*Reading text*
# # #
As international talks in search of a cease-fire and regime change in Syria got under way last week in Switzerland, a humanitarian disaster is unfolding that must take top priority.

Photos of the corpses of more than 11,000 people reportedly starved, tortured and executed in jails controlled by President Bashar Assad have been smuggled out of Syria by a police photographer. And fighting in the civil war has trapped tens of thousands of civilians without food, water and medicine now that Assad has unconscionably embraced starvation as a weapon of war.

Achieving the ultimate goal of the United Nations diplomatic summit in Geneva — easing Assad from power — is a long shot. So as direct talks began Friday, the United States and its allies should demand a verifiable end to the systematic killing and press the Assad regime for a show of good faith: an agreement to allow convoys carrying humanitarian aid to reach suffering civilians.
# # #
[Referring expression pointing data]

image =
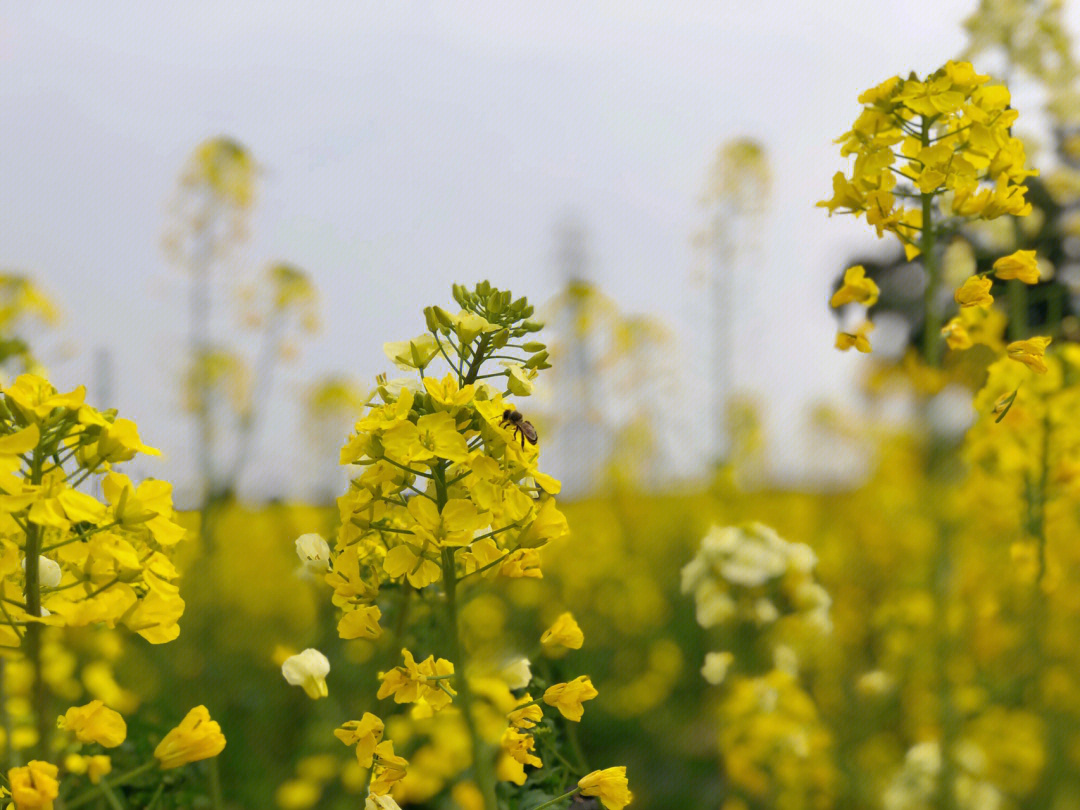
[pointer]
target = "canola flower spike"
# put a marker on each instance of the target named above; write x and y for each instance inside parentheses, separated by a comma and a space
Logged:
(445, 491)
(945, 144)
# # #
*Assigned task 1*
Print the editorial between "Photos of the" and "reach suffering civilians.", inclusive.
*Assigned task 2*
According to the editorial, why should the United States and its allies focus on ending the killing and securing aid convoys as the direct talks begin? Answer in one to three sentences.
*Assigned task 3*
Answer these questions using the editorial:
(a) How many people's corpses appear in the photos smuggled out of Syria?
(b) Who smuggled the photos out?
(c) In which city is the United Nations diplomatic summit being held?
Answer from the editorial alone.

*Written response 1*
Photos of the corpses of more than 11,000 people reportedly starved, tortured and executed in jails controlled by President Bashar Assad have been smuggled out of Syria by a police photographer. And fighting in the civil war has trapped tens of thousands of civilians without food, water and medicine now that Assad has unconscionably embraced starvation as a weapon of war.

Achieving the ultimate goal of the United Nations diplomatic summit in Geneva — easing Assad from power — is a long shot. So as direct talks began Friday, the United States and its allies should demand a verifiable end to the systematic killing and press the Assad regime for a show of good faith: an agreement to allow convoys carrying humanitarian aid to reach suffering civilians.

*Written response 2*
The editorial says that achieving the summit's ultimate goal of easing Assad from power is a long shot. So the United States and its allies should demand a verifiable end to the systematic killing. They should also press the regime to allow humanitarian aid convoys to reach suffering civilians as a show of good faith.

*Written response 3*
(a) More than 11,000.
(b) A police photographer.
(c) Geneva.